## DATASET CONTENT
○ ○ ○ ○

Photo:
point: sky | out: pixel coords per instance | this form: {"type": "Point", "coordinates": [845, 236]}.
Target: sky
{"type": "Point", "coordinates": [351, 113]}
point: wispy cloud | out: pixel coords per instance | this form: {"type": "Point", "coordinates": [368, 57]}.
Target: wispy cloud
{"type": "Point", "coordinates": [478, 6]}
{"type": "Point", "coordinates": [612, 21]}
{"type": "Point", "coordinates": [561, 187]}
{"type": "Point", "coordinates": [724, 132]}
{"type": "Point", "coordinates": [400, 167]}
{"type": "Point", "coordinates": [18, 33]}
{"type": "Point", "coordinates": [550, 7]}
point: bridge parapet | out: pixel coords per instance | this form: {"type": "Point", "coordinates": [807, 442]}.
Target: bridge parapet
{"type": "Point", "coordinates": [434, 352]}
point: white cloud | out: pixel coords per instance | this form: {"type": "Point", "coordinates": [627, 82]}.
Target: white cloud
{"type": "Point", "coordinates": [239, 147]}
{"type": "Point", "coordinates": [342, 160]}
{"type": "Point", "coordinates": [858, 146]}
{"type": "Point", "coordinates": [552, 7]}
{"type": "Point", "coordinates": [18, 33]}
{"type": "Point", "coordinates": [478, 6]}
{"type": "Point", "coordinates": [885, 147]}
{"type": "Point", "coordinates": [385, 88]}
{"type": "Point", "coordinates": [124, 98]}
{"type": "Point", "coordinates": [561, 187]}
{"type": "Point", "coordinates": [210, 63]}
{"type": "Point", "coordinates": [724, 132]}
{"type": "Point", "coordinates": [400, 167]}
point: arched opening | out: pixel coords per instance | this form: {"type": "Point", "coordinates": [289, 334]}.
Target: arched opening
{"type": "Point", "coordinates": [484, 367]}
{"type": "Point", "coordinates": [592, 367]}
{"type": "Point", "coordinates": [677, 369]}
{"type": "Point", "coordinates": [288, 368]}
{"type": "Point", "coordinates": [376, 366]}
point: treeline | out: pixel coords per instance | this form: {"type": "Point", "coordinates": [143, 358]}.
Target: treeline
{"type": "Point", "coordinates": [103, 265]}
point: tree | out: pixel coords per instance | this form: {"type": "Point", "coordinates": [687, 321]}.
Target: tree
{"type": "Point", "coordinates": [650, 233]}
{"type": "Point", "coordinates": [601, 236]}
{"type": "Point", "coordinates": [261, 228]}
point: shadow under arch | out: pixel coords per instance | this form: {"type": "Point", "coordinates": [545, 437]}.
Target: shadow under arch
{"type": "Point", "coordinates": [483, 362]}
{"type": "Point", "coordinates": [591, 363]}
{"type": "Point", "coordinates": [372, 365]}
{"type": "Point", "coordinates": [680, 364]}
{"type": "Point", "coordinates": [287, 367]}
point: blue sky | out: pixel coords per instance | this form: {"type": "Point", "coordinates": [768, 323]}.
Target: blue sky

○ ○ ○ ○

Repeat the material above in full, quoting it exactly.

## ANSWER TO THE EXERCISE
Photo:
point: sky | out: pixel coords per instance | this form: {"type": "Point", "coordinates": [845, 236]}.
Target: sky
{"type": "Point", "coordinates": [351, 113]}
point: wispy cloud | out: pixel coords per instance | this form: {"type": "Point", "coordinates": [368, 57]}.
Target: wispy cloud
{"type": "Point", "coordinates": [478, 6]}
{"type": "Point", "coordinates": [612, 21]}
{"type": "Point", "coordinates": [561, 187]}
{"type": "Point", "coordinates": [724, 132]}
{"type": "Point", "coordinates": [400, 167]}
{"type": "Point", "coordinates": [18, 33]}
{"type": "Point", "coordinates": [550, 7]}
point: bridge parapet | out: pixel coords per instance | this form: {"type": "Point", "coordinates": [807, 442]}.
Target: bridge parapet
{"type": "Point", "coordinates": [434, 352]}
point: white cloud | out: pixel coords per instance | this form: {"type": "Point", "coordinates": [627, 82]}.
Target: white cloud
{"type": "Point", "coordinates": [239, 147]}
{"type": "Point", "coordinates": [342, 160]}
{"type": "Point", "coordinates": [858, 146]}
{"type": "Point", "coordinates": [552, 7]}
{"type": "Point", "coordinates": [18, 33]}
{"type": "Point", "coordinates": [478, 6]}
{"type": "Point", "coordinates": [885, 147]}
{"type": "Point", "coordinates": [385, 88]}
{"type": "Point", "coordinates": [124, 98]}
{"type": "Point", "coordinates": [561, 187]}
{"type": "Point", "coordinates": [210, 63]}
{"type": "Point", "coordinates": [724, 132]}
{"type": "Point", "coordinates": [400, 167]}
point: arched opening | out: pixel coords per instance | this form: {"type": "Point", "coordinates": [289, 334]}.
Target: arched opening
{"type": "Point", "coordinates": [484, 367]}
{"type": "Point", "coordinates": [592, 367]}
{"type": "Point", "coordinates": [677, 369]}
{"type": "Point", "coordinates": [288, 368]}
{"type": "Point", "coordinates": [376, 366]}
point: treeline | out: pixel coords per instance | this form: {"type": "Point", "coordinates": [143, 358]}.
Target: treeline
{"type": "Point", "coordinates": [103, 265]}
point: tree | out: pixel coords per instance | this form: {"type": "Point", "coordinates": [687, 321]}.
Target: tree
{"type": "Point", "coordinates": [650, 233]}
{"type": "Point", "coordinates": [601, 236]}
{"type": "Point", "coordinates": [261, 228]}
point: shadow under arch | out: pixel coords per instance | this form: {"type": "Point", "coordinates": [545, 437]}.
Target: shadow under arch
{"type": "Point", "coordinates": [483, 362]}
{"type": "Point", "coordinates": [591, 363]}
{"type": "Point", "coordinates": [372, 365]}
{"type": "Point", "coordinates": [680, 364]}
{"type": "Point", "coordinates": [287, 367]}
point: blue sky | out: pixel coords per instance | this form: {"type": "Point", "coordinates": [768, 323]}.
Target: blue sky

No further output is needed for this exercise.